▶ The task: Can you reproduce only the part of the listing from the line containing "Task description: The image is above. Identify every tile" down to the line containing "[79,243,163,310]", both ends included, keeping the request text unchanged and scaling every box coordinate in the answers by 0.35, rounded to whole numbers with halves rounded up?

— START —

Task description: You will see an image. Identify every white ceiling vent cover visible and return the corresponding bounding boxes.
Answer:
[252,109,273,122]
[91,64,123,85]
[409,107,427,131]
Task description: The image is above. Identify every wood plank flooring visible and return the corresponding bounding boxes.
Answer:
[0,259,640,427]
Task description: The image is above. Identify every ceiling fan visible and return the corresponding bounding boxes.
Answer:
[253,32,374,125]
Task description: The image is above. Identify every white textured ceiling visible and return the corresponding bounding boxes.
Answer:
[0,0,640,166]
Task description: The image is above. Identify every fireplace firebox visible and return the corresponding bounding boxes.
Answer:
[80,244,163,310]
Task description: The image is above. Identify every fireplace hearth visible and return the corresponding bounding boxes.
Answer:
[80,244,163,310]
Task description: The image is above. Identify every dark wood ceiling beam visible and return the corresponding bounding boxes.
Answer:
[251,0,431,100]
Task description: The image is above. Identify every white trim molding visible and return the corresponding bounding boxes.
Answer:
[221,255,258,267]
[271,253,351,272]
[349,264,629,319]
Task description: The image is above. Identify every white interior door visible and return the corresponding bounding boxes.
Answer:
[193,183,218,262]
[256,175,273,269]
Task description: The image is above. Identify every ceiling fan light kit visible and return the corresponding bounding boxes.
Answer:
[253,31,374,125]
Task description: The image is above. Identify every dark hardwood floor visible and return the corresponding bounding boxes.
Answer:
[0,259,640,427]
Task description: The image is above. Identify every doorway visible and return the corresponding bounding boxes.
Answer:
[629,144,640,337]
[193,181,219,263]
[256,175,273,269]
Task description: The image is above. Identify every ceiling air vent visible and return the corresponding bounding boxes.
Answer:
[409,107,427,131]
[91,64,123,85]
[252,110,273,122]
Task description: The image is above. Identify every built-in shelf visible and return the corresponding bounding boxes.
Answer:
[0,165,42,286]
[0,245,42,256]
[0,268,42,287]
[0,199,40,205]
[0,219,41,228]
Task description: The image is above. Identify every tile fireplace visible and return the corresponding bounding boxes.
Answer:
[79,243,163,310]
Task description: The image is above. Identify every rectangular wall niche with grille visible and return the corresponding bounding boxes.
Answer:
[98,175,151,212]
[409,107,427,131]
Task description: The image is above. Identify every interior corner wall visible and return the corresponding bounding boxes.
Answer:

— END —

▶ Right answer:
Task description: The image is above. Identify every tile fireplace visible and return the corresponding bounding boxes.
Answer:
[28,85,57,109]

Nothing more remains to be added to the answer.